## start Material provided

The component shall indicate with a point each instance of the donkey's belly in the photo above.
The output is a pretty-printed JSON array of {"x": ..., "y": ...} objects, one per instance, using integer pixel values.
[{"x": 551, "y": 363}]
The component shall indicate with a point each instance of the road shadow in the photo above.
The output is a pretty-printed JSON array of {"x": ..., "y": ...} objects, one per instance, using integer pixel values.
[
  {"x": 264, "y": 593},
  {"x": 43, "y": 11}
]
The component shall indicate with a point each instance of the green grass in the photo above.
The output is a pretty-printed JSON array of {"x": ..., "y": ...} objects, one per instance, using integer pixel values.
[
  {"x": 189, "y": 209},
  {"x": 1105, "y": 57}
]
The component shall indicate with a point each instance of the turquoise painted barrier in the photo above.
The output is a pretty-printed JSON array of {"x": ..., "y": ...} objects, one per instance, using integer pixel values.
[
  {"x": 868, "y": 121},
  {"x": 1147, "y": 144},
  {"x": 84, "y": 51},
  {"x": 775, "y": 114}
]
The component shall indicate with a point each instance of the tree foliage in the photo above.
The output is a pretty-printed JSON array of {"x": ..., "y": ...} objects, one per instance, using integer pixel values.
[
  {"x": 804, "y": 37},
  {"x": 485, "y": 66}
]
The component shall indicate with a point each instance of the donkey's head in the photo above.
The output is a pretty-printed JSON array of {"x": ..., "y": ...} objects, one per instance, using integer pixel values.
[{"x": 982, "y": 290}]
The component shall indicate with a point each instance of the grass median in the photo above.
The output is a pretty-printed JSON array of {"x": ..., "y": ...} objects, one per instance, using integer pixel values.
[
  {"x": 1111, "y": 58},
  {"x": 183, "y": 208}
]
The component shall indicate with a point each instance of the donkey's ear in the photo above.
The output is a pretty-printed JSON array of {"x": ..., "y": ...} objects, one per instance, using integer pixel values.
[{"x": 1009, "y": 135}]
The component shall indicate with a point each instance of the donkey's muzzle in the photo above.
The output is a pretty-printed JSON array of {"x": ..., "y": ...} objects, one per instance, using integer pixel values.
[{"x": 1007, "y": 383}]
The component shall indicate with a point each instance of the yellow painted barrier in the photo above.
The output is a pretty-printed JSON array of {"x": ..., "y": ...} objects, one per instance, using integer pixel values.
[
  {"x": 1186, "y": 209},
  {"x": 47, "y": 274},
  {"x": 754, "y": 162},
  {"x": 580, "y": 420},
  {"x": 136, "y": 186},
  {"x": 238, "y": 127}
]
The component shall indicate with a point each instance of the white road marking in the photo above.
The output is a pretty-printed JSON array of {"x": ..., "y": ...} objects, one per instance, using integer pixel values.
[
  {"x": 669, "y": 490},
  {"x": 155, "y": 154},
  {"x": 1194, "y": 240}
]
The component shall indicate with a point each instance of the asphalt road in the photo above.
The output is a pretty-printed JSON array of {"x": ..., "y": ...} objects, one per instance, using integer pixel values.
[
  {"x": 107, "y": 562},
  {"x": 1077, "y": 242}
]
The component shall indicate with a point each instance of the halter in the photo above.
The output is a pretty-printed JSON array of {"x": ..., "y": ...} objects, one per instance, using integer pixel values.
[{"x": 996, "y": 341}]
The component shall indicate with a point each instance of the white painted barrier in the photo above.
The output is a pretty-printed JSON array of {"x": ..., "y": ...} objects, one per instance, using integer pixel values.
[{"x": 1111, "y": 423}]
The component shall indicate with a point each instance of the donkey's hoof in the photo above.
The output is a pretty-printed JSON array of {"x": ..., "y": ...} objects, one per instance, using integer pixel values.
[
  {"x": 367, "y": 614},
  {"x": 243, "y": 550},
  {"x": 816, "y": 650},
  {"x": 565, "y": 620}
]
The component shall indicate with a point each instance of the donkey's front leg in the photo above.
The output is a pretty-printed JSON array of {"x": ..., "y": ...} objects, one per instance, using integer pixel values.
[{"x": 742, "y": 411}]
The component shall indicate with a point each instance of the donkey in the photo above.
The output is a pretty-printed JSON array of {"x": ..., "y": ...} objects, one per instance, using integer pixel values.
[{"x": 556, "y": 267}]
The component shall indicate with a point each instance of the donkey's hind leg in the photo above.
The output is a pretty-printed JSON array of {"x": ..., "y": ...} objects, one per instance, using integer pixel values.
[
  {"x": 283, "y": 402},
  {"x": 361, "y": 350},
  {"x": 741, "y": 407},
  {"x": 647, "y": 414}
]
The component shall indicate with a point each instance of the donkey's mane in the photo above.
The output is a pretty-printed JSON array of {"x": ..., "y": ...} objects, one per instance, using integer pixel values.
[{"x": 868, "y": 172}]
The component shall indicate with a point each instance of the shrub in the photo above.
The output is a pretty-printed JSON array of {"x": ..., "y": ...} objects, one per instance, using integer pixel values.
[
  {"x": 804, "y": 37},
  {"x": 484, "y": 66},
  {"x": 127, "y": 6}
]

## end Material provided

### Exercise goal
Reproduce the lines from the one containing "halter in the photo above." through the final line, replacing "component" with "annotator" and keeping everything else the same.

### Result below
The annotator shall indicate with a point each instance of the halter in the photo above.
The output is a pretty-printed JSON array of {"x": ..., "y": ...} objects, one per instance, using integer pixel values.
[{"x": 996, "y": 341}]
The annotator shall indicate with a point each instance of the white painted barrier in the photo above.
The output is a pretty-printed JSON array of {"x": ..., "y": ...} objects, one per instance, using integer pixel values.
[{"x": 1111, "y": 423}]
The annotator shall indicate with a point each instance of the donkey's hoof in the photo above.
The output is a pretty-printed JSON array of {"x": ..., "y": ...} objects, one per instance, using integer pixel values.
[
  {"x": 367, "y": 614},
  {"x": 243, "y": 550},
  {"x": 816, "y": 650},
  {"x": 565, "y": 620}
]
The annotator shall indicate with a point each instance of the donkey's front leg in the photo above.
The output is a pretty-printed JSON array of {"x": ..., "y": ...} objects, one per instance, using integer pixel values.
[{"x": 742, "y": 411}]
The annotator shall indicate with a point each instance of the donkey in the photo above.
The output is a pretty-printed JSON array of {"x": ..., "y": ...} objects, one per instance, using integer pixel values.
[{"x": 556, "y": 267}]
The annotator shall indicate with a point each instance of the donkey's hind leg in the photo above.
The output is a pretty-printed JSON array of {"x": ..., "y": ...} objects, one per instance, using integer pixel values.
[
  {"x": 283, "y": 402},
  {"x": 361, "y": 350},
  {"x": 741, "y": 407},
  {"x": 647, "y": 414}
]
The annotator shall indicate with a point each instance of the donkey's mane in the photo above.
The output is a pretty-printed JSON array of {"x": ..., "y": ...} objects, one per instance, using integer pixel values.
[{"x": 868, "y": 172}]
The annotator shall indicate with a point each instance of the shrub in the photo above.
The output is a pretty-printed JSON array of {"x": ..., "y": ...} objects, one per instance, using integer pixel values.
[
  {"x": 804, "y": 37},
  {"x": 484, "y": 66},
  {"x": 127, "y": 6}
]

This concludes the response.